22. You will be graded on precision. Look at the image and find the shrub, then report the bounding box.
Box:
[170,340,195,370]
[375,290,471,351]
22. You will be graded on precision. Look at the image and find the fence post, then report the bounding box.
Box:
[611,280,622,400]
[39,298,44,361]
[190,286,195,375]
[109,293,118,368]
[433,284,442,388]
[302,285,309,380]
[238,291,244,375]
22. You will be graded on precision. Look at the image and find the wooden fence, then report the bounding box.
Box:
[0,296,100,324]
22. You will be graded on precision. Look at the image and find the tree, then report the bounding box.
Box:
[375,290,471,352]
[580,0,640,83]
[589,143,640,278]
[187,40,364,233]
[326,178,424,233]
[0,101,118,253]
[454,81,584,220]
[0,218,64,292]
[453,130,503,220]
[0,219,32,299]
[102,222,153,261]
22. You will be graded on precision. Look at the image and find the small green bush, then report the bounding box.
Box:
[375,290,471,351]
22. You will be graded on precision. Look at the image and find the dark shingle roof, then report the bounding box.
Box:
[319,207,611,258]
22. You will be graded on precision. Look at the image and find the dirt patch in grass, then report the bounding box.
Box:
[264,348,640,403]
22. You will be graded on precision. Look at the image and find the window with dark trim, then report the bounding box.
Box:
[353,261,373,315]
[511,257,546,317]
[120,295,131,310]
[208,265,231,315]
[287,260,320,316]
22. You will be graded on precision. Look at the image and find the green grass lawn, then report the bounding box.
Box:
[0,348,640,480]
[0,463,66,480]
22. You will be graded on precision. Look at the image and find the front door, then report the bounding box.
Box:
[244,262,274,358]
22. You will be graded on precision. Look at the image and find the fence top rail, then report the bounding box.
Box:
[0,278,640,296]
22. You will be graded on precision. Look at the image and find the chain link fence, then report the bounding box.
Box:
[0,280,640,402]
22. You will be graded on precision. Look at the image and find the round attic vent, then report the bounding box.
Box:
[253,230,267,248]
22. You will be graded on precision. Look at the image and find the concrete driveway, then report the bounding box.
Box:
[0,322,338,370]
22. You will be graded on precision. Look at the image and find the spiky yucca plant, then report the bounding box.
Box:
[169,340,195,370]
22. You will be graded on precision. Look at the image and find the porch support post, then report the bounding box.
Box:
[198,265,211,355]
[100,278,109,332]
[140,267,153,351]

==============================

Exercise description
State how many lines of the entries above contain the string "grass", with uppercase and lowercase treated as different. Give only the number.

Solution to this task
2